▶ Description of the task
Reproduce the hospice essay below word for word, from "But his favorite" to "of their perfume.".

▶ Given text
• • • • •

Photo by Alex Sheldon
I met him in the fall, just as the summer fog lifted and the Monarch butterflies returned from the north. His beachside home, lived in for over 50 years, was no longer just a house, it was a sanctuary of memories. He had raised his family there. His wife had died there. Years later his longtime girlfriend did too.
And now, he too was preparing to die in that same space, surrounded by the hum of the life he had built.
His world had narrowed to that house. Yet within it, a full cast of devoted people orbited around him: his son, daughter-in-law, grown grandchildren, hospice staff, neighbors, and volunteers, each assigned their time slots and tasks.
Everyone wanted to help. Everyone wanted to do.
My time slot was Tuesdays at 12:30 p.m. I came with nothing. I didn’t bring food, check vitals, or adjust anything. I didn’t ask about his oxygen levels or his bowel movements. I had no interest in his medications, swollen legs, intake logs, or laundry. I simply sat in a chair directly across from his and listened.
And in that stillness, something beautiful happened.
With warmth and humor, he shared stories from his war time deployments. He told me about guarding the psychiatric ward at a military hospital, about the drunken sailors and midnight admissions.
But his favorite memories, the ones that made his face light up, were about the USO dances. He remembered the music, the laughter, the ping-pong games, the miniature bowling. Seventy years later, he could still name the hostess girls and describe the scents of their perfume.
We built a relationship not through tasks, but through presence.
Two weeks before he died, we had our last real conversation. He could no longer make his slow pilgrimage to the living room. I sat at his bedside, holding his hand, retelling his stories so he knew they would not be forgotten. I thanked his body for its 88 years of good service.

• • • • •

Collected data entries:
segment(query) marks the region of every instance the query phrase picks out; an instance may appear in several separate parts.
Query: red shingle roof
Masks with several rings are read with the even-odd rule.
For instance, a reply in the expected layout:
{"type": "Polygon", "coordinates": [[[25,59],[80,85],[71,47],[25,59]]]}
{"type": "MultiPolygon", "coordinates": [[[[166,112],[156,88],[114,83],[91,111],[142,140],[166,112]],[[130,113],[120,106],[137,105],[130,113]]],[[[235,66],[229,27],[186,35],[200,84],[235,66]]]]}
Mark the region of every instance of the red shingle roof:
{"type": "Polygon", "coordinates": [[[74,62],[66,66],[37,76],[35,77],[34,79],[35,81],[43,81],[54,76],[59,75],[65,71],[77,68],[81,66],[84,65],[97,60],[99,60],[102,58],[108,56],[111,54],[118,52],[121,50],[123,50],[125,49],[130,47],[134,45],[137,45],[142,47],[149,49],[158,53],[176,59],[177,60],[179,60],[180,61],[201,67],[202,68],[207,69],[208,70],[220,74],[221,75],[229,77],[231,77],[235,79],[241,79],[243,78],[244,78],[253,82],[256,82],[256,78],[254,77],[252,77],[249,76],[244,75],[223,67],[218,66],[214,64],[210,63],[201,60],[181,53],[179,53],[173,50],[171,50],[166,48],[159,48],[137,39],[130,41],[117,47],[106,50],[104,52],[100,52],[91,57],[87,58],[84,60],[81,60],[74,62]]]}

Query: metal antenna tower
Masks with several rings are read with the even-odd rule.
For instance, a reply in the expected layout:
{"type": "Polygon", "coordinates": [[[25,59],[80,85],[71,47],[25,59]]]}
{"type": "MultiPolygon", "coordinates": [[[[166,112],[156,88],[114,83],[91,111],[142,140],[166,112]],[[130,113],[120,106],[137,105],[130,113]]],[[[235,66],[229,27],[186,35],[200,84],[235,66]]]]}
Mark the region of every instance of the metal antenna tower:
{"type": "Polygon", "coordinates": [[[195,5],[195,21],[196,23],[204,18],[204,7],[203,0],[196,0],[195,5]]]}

• • • • •

▶ Your response
But his favorite memories, the ones that made his face light up, were about the USO dances. He remembered the music, the laughter, the ping-pong games, the miniature bowling. Seventy years later, he could still name the hostess girls and describe the scents of their perfume.